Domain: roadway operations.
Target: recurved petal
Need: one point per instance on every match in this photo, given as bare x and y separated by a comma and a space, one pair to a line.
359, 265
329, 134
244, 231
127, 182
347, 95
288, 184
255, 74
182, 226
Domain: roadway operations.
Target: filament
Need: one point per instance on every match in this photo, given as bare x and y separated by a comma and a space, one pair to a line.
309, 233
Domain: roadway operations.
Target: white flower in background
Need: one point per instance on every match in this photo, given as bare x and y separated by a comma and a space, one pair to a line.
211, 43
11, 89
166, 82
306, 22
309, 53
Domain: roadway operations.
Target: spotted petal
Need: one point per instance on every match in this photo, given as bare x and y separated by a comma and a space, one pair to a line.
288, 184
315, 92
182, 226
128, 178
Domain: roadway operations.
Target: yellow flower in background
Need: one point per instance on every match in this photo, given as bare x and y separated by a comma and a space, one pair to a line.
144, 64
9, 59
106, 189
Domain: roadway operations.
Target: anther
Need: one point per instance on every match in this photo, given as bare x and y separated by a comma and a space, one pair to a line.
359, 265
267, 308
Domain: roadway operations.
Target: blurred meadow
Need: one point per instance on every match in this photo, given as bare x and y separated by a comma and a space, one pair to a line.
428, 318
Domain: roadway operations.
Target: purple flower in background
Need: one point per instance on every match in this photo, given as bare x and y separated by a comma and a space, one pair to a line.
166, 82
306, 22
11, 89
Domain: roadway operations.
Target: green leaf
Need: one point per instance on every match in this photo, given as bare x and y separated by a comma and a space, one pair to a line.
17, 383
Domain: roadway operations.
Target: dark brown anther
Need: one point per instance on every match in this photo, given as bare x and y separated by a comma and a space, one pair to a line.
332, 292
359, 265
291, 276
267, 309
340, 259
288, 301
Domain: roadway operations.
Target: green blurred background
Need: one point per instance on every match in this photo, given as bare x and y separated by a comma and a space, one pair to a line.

__________

TASK STATEMENT: Please edit the records above by changing every "roadway operations" to "botany fieldwork" and leaving everything else as it is.

OUTPUT BELOW:
Domain: botany fieldwork.
Target: recurved petal
Need: one point per instance on every match in this photo, given as bare x and y separated by a comma and a space, one pair to a line.
359, 265
329, 134
244, 231
127, 182
347, 95
288, 184
255, 74
182, 226
Domain: botany fieldwork.
Target: filament
Need: one point per instance on every match in this photo, given as bare x and y separated by a comma and a space, one pair to a line.
309, 233
Domain: botany fieldwork.
Target: white flower in background
Need: one point per instance on every match in this photo, given as bare x and y separated by a comma and a space, one pair to a line.
211, 43
11, 89
166, 82
306, 22
309, 53
Domain: botany fieldwork.
Target: spotted petal
Need: one point per instance on every match in this photo, given as bare x and y separated by a comma and a space, one pair to a line.
288, 184
315, 92
182, 226
128, 178
Domain: botany fieldwork.
Target: yellow flower in background
Need: one point per instance on every match in this photo, given as bare x and y separated by a comma and a space, one pair to a line.
144, 64
9, 59
106, 189
Domain: botany fieldwork.
Target: anther
Need: one point per instance on every match in this photo, given as bare x and y separated by a comma and a space, one pair to a line.
359, 265
267, 308
Domain: botany fieldwork.
Target: blurred meadow
Need: one point per instance on every match in this photo, given as bare x and y separated by a comma and a space, one pair to a line.
428, 318
Domain: botany fieldwork.
Target: purple flower in background
Need: one point per instance on every match in this photo, given as bare x and y separated by a comma and a space, one pair to a line.
166, 82
306, 22
11, 89
Domain: botany fieldwork.
Target: green leaf
Need: one point per instance on every match in this photo, given as bare x and y separated by a comma and a space, one pair to a line.
17, 383
Domain: botany fieldwork.
Target: dark brown anther
Need: one point per instance on every match in this photo, given as bare x and y separated by a comma and a space, one pair to a line.
332, 292
359, 265
291, 276
267, 309
340, 259
288, 301
Domain: botany fieldwork.
Target: green blurred background
Need: one point per instance on every match in this photo, given as bare x and y separated by a comma and a space, one pair to a line.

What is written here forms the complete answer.